Rewrite the records below, changing "tuples" to "pairs" and leaving everything else as it is.

****************************************

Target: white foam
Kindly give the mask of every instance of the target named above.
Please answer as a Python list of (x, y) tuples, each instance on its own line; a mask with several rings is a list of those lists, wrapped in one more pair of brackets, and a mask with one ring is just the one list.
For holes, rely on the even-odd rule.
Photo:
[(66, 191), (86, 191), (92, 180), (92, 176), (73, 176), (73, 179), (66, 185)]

****************************************

== TASK ANSWER ==
Target: white foam
Kindly give the mask of every instance of the target named above.
Please answer as a Python list of (x, y) pairs, each instance on its own line; a mask with several rings is a list of those lists, wrapped in one more pair of brackets, and a mask with one ring is just the one list.
For holes, rely on the even-odd rule.
Photo:
[(66, 191), (86, 191), (92, 180), (92, 176), (73, 176), (73, 179), (66, 185)]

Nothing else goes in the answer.